I challenge you to come up with a system that works based upon ANY other criteria!  All you naysayers out there where is your exchange system?  It’s takes little effort to throw stones but much to create a system that all parties will be happy with.  100% transparency and 100% neutral is what RW should be striving for – I don’t know how dedicated they are to these goals.  So far my only criticism is in the poor quality control of offers compared to the benchmark rental rate.  In the case of my two actual deposits RW was just a few bucks off.


----------



## PerryM

eoneguru said:


> As I posted earlier, I submitted the following for week 42 and week 51 in 2008 and got identical offers.
> 2 BR Lock-off
> The whole unit, sleeps 6 - 1917
> The 1 BR, sleeps 4 - 1434
> The Studio - 984
> 
> After some research, the only resonable comparison to rental rates I could find was on the resorts web site. I know this is dangerous but, *if we assume RW points = dollars * then, RW was plus $139 on the whole unit; plus 6$ on the 1BR and minus $24 on the studio. The resort doesn't compensate for the time of year and, in this case, RW doesn't either.
> 
> Ray



Q.E.D. Would be my answer.


----------



## eoneguru

PerryM said:


> Q.E.D. Would be my answer.



Perry ... if you mean _"quod erat demonstrandum"_, that is one way to look at it. Just remember that I was comparing RW's offers to the resorts rental schedule. I did see other listings that were $200 to $500 below the RW offer.

Ray


----------



## PerryM

*Spot on...*



eoneguru said:


> Perry ... if you mean _"quod erat demonstrandum"_, that is one way to look at it. Just remember that I was comparing RW's offers *to the resorts rental schedule*. I did see other listings that were $200 to $500 below the RW offer.
> 
> Ray



This is EXACTLY what RW should be doing - using the resorts' published rental rates if they are available.  This is a published rate that is outside of RWs influence.  If this is not available then rental agencies like Orbitz, Travelocity, etc.  After that then sources like TripAdvisor where historic rates are mentioned by folks who actually paid the rental rate.  Then, finally, RW should consult with it's historic database of folks advertising on RWs rental section.

The whole idea is to base the worth of an exchange NOT on RW's opinion but by the free market's opinion - which is ONLY rental rates charged or paid.


II and RCI just make up any worth of an exchange that allows for an exchange - they don't get paid until an exchange is made.  This is why the insanity of upgrades - this should NEVER happen in an exchange where honesty and a level playing field are the key tenets of the system.

This is exactly the reason II and RCI will NEVER release trading power (TP) - it's too easy for us to spot them cheating and lowering the TP so they can cause an exchange to happen and fatten their bottom line which results in a little more for the stockholders.  Every time you get an upgrade either in size or holiday season II and RCI messed around with TP to force an exchange and the following exchange fee - every time.  Of course to those who rely on this cheating it's a great game to play.

__Given data__.

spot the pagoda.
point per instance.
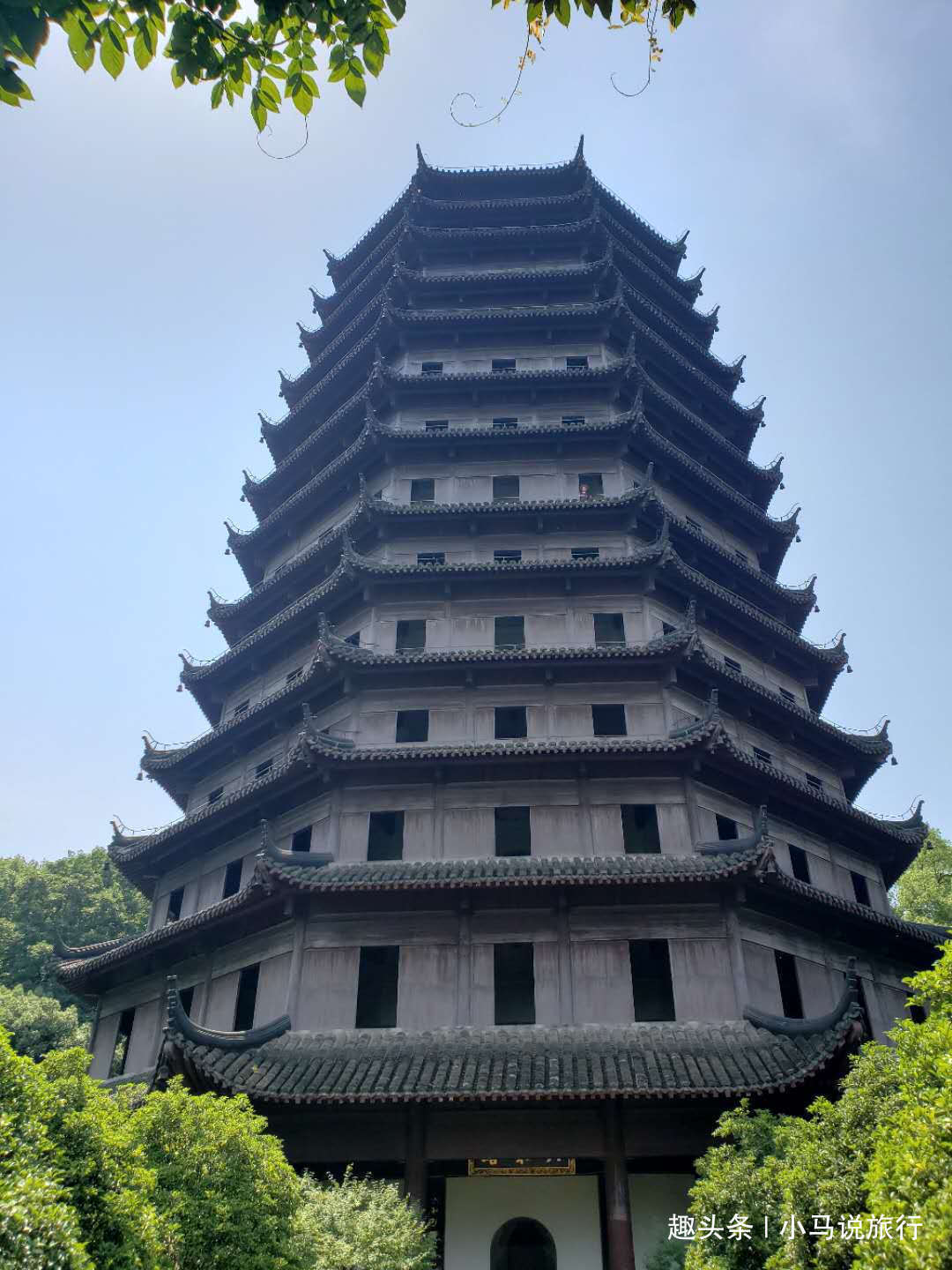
(518, 846)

__Task list__.
**A)** Answer these questions about the forum thread on RW exchange offers:
(i) What offer did Ray receive for the studio?
(ii) How far below the RW offer were the other listings Ray saw?
(iii) According to PerryM, what should RW consult last when setting the worth of an exchange?
**B)** Write the next part of the forum thread on RW exchange offers, starting after its final sentence.
The listing is separate from the forum thread on RW exchange offers.

__Expected results__.
**A)**
(i) 984
(ii) $200 to $500
(iii) Its historic database of folks advertising on RW's rental section

**B)**
----------



## eoneguru

Perry ..... you are getting very close to making a convert of me. I, like many others, would like to see this thing work. I've learned a lot form this thread and, even though it has gone off on a few tangents, it has been a good experience. Being one of the new guys on the block, I must defer to the judgement of you old(long)timers. I think that you, Carolinian, BocaBum99 and Jya-Ning should get together, rent yourselves out to RW and run this program for them. I'm sure you guys could come up with a good, fair and realistic system.

Ray


----------



## Carolinian

Still nothing but the same old speculation.  I still don't see any facts in your post, just guesses.  Indeed, we have seen a number of examples in this thread that would refute the speculation that RW points are based on rental rates.  Prime weeks and pink weeks just do not rent for exactly the same rate in the real world.  If they try to price them the same, the good weeks will be rented and the mediocre weeks will sit on the shelf, and of course that market factor should also be programmed into any fair system of trading power.  The less desirable week should be reduced in value to the point that it becomes desirable at that value.




PerryM said:


> Just because you don’t have a clue what RW is doing is no reason to assume others here are in the same quandary.
> 
> Marriott rental rates are real – you might get a slight discount if they have duplicates but if not you will have to pay those rates.  This MUST be the basis of their Point system – there is no other basis that I can think of.  Other exchange companies, like R2R, do exactly the same thing – calculate a rental rate for a unit on a specific week and even a view.
> 
> This independent assessment of worth is what RW’s Point system is all about.  With this they can incorporate condo-hotels, whole ownership units from VRBO, heck even other things to rent like RVs and house boats.  This allows for the 100% substitution of US dollars for RW Points.
> 
> EVERY unit deposited in RW MUST be based upon a verifiable rental rate that someone either charges, like Marriott, or Orbitz, or it might be based upon historical rentals that RW has observed owners of identical units charge now or in the resent past.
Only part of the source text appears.